═══ Provided data

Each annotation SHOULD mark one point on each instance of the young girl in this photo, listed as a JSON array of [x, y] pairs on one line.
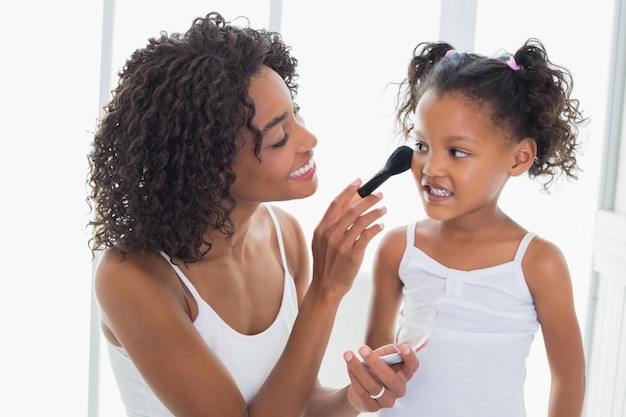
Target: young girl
[[209, 304], [475, 122]]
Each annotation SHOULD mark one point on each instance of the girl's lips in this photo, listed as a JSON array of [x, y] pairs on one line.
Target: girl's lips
[[304, 172], [439, 192]]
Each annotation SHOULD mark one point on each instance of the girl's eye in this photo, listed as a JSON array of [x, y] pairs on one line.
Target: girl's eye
[[457, 153]]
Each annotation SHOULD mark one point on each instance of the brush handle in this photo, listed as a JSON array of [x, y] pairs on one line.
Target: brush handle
[[369, 187]]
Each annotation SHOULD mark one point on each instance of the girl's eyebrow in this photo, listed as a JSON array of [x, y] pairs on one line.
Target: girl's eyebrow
[[273, 123]]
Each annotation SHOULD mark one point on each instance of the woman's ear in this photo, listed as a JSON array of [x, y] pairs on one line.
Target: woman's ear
[[524, 156]]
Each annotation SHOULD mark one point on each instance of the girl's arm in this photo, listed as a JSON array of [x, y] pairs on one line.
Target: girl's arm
[[386, 289], [549, 281]]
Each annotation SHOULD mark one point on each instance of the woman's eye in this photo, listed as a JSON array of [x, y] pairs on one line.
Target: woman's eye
[[281, 142], [457, 153]]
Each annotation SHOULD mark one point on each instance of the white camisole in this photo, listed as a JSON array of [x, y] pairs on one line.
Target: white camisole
[[474, 362], [248, 358]]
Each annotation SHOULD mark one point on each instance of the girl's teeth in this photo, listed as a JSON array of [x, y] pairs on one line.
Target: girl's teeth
[[440, 193]]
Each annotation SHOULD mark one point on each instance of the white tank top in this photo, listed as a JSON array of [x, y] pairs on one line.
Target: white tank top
[[248, 358], [475, 361]]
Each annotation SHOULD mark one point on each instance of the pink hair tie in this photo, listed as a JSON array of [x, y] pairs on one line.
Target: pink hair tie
[[512, 64]]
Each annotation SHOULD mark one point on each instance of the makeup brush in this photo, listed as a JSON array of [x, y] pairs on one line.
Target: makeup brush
[[399, 161]]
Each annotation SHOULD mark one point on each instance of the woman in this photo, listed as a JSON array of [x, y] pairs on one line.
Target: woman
[[205, 291]]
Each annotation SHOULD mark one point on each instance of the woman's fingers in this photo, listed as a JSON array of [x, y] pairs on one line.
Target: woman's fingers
[[378, 384]]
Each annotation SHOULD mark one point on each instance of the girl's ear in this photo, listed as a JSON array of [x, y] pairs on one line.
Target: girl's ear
[[525, 153]]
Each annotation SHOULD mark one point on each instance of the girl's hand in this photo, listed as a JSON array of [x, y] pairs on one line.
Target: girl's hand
[[340, 239], [378, 385]]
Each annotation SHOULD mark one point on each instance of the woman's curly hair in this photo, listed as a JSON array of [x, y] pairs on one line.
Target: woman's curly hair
[[527, 97], [161, 160]]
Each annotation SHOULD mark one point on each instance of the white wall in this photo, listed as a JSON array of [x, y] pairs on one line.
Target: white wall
[[348, 54]]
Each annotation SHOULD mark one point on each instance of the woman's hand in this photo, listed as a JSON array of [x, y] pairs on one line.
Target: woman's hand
[[341, 237], [378, 385]]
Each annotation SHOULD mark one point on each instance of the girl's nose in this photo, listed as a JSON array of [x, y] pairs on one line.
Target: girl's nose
[[433, 166]]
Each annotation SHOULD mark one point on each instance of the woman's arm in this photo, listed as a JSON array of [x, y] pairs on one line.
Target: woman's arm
[[549, 281]]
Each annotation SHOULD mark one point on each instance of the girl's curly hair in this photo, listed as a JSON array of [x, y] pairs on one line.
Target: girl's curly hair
[[161, 160], [528, 97]]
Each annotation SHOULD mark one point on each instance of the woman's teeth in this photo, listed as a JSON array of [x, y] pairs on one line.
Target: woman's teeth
[[303, 169]]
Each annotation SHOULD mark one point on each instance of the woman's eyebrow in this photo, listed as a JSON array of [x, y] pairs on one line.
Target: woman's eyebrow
[[273, 123]]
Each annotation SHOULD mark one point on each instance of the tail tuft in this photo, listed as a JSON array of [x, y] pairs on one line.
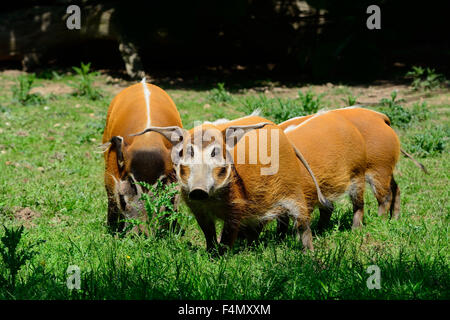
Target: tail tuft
[[417, 163]]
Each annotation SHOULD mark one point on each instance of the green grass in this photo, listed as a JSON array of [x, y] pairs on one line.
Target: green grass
[[49, 163]]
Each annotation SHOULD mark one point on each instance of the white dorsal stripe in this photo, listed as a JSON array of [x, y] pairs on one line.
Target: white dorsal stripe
[[299, 117], [321, 112], [147, 94]]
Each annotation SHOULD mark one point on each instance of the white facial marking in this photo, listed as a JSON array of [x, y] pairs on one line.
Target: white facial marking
[[147, 94]]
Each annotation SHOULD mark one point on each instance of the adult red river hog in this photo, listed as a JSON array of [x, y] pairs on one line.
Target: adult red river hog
[[130, 159], [336, 153], [243, 181], [382, 150]]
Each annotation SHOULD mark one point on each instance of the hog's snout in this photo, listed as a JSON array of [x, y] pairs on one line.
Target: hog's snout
[[198, 194]]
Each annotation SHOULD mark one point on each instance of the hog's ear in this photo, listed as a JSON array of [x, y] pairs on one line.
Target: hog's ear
[[174, 134], [235, 133], [117, 144]]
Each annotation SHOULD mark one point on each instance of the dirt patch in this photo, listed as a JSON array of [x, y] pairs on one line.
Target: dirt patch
[[26, 216], [12, 73], [52, 88]]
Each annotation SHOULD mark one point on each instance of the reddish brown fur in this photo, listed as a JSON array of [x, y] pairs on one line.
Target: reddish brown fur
[[335, 151], [382, 149], [249, 198], [146, 156]]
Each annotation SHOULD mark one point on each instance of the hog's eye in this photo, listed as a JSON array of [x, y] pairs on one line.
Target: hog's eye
[[222, 171], [214, 152]]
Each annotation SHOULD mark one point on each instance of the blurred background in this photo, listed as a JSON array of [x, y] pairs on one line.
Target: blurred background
[[313, 40]]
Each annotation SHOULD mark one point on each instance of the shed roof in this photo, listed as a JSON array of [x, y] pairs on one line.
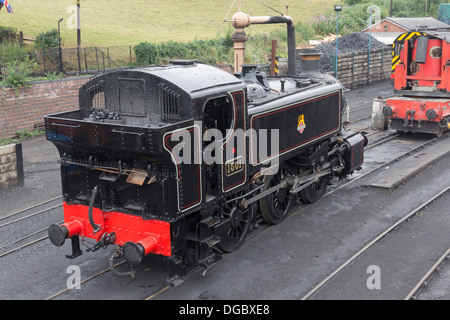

══════

▶ Task prompt
Copy all of the rows above word for word, leaving out the pictures.

▶ The reply
Each annotation SHOULD mark one point on each instance of the young girl in this photo, listed as a JSON array of [x, y] pairs on one line.
Target: young girl
[[209, 304], [475, 122]]
Each annotation SHOULD mark one point on each instance of the girl's lips in this photo, listed as a JSON array of [x, y] pairs on one line.
Target: girl's lips
[[304, 172], [439, 192]]
Each annotation SHOULD mark one point on each instance of the girl's eye in this photo, listed as a JSON array of [x, y] pairs on one line.
Target: girl's eye
[[457, 153]]
Each annotation SHOULD mark one point on each instance of the brush handle in this photo, listed as a JSON array of [x, y] pairs on one line.
Target: brush handle
[[369, 187]]
Each annotation SHOULD mark one point on each instance of the girl's eyebrow in this photo, listed as a JSON array of [x, y] pairs on one line.
Target: girl's eyebrow
[[273, 123]]
Each annotation SHOULD mark one point on each instance of the woman's ear in this photo, listed as a JSON array of [x, y] pairs on one line.
Target: woman's ear
[[524, 156]]
Each annotation SHOULD mark one point on each instance of the girl's arm in this photo, listed as a JSON array of [x, y] pairs on one line.
Target: girl's arm
[[386, 289], [549, 281]]
Each annotation SHOULD mark one point on each instance of the woman's eye in this photo, listed as a JSON array of [x, y] pairs on one line.
Target: woman's eye
[[281, 142], [457, 153]]
Each annotation SHOULD mark one point on each instance of the white camisole in this photo, listed as a JSON array of [x, y] pairs on one line.
Target: white camisole
[[474, 362], [248, 358]]
Each annotation SHOULD mark one point on each instance of the girl's teeth in this photo, listed as a JSON array of [x, y] pairs on one line.
Target: girl's teeth
[[440, 193]]
Each annotation SHOULD mark one point on each instance of the white tank top in this photo, listed as a JSON array of [x, y] pairs on one line.
Target: white tank top
[[248, 358], [475, 361]]
Each annotation SHOULD mark one point on each instance of the pink hair tie in this photo, listed as a JSON array of [x, y] pairs on one line.
Target: pink hair tie
[[512, 64]]
Each annotation SHOULD mark one point on each instance of the makeup brush in this photo, listed as a JSON array of [x, y] pairs on one line.
Target: makeup brush
[[399, 161]]
Each annotation SHOULD mark one point on each instance of the woman in this photo, listed as a JSON array of [x, y] pairs on one line.
Target: woman
[[205, 291]]
Each annotation SHOULD mark one point on each instance of the woman's fingers in this photo, listed as a JSON array of [x, y] pairs on one line.
Target: woman's fingers
[[378, 384]]
Each annotation SHOULD mark one point on each instance of the girl's ear in this photo, listed as a JSON array of [x, y] pairs on one line.
Target: girl's ear
[[525, 153]]
Each annotation SHOULD mark one point on each instance of the girl's hand in this photo, listed as a JSON array of [x, y] pairs on one line.
Target: girl's hand
[[340, 239], [378, 385]]
Each annotation SHOULD mark one point on each instance of the woman's curly hair in this photo, listed as a JSON array of [x, y] pairs on one line.
Target: woman's curly hair
[[527, 97], [161, 160]]
Each annotation SHOULD mark one point on each instance of the white wall in this photo, listed as a JSON array of [x, y] pairs on one line.
Target: white wall
[[348, 54]]
Each annotation SHOULD mark one point on each instance of the woman's hand in this photo, listed as a JSON array of [x, y] pairs on one line.
Target: woman's hand
[[341, 237], [378, 385]]
Each annotation SHOULD mark one point on each instance of the girl's nose in this photo, listed as a JSON array of [x, y] pairs on one line.
Target: girl's nose
[[433, 166]]
Each annotation SHOULD mark one point on each instance of the woman's arm in this photo, listed as a JSON array of [x, y] pairs on one line.
Target: woman's arm
[[549, 281]]
Each annotation SHOULD mark one point on each instance of the girl's curly hair in this photo, listed as a JSON array of [x, y] pairs on one line.
Target: girl's curly hair
[[161, 160], [528, 97]]
Each annotation SHOULD mark one point on each instance of the woman's teeth in this photo, listed as a JSON array of [x, y] pairs on one line.
Target: woman's teeth
[[303, 169]]
Each annotation SHOULD mark one point on each instance of the woman's eyebrow in this photo, listed as a JSON array of [x, y] pairs on one line.
Target: woman's eyebrow
[[273, 123]]
Each annotation SHOULD mark one point on each instance of the tail tuft in this photo, listed as a JSON array of [x, y] pairs on one line.
Target: tail tuft
[[417, 163]]
Each annotation SHOULD mark one point on each instance of the green grass in this photo, listed as a JSON array of [x, y] pairs on one line.
Target: green grass
[[49, 163]]
Each annotation SHOULD mark one point on each instance of the white dorsal stripe in this photo, listed as a JSON array of [x, y] pairs on one line.
Target: white dorsal stripe
[[299, 117], [321, 112], [147, 94]]
Each annotation SHOULD mark one point on each instance of the white facial marking in this photo, listed as a JSON array of [x, y] pairs on one line.
Target: white facial marking
[[147, 94]]
Each annotation SHOULD mark one point on each instance of the adult red river hog in this photo, listed as a JSON array of [x, y] pairs on one line.
Target: adult red river hog
[[130, 159], [336, 153], [243, 181], [382, 150]]
Each annotation SHOULD mark one point on each instance of the hog's snout in this photo, listed as a JSON array of [x, y] pairs on one line.
Target: hog's snout
[[198, 194]]
Each annotation SHOULD mark one point on each instance of the hog's ear in this photo, listed as a JSON array of [x, y] pairs on one line.
Target: hog's ear
[[174, 134], [235, 133], [117, 144]]
Each annotation SHOULD mark one point on each instance of the dirt patch in this photo, listed as a JSON array of [x, y] pairs on one line.
Target: dirt patch
[[26, 216], [12, 73], [52, 88]]
Each annotation SHOULD mark one point on each instance of the reddish brown fur in this photo, listed as a JSON array of [x, y] pairs on one line.
Target: reddish brown fur
[[335, 151], [382, 149], [249, 198], [146, 156]]
Each annotation SHOULD mark one point on each instance of the hog's eye in this photo, listed as a JSON array of [x, y] pairs on one line.
Target: hog's eye
[[222, 171], [214, 152]]
Each annotation SHOULD mark one point on each instance of the blurred background in this photo, listed as a JSON array of [x, y] pairs on one line.
Target: blurred background
[[313, 40]]
Each annotation SHOULD mark one point on each instance of the shed roof in this photo, listed as a JSON array of [x, y] pairs on one line.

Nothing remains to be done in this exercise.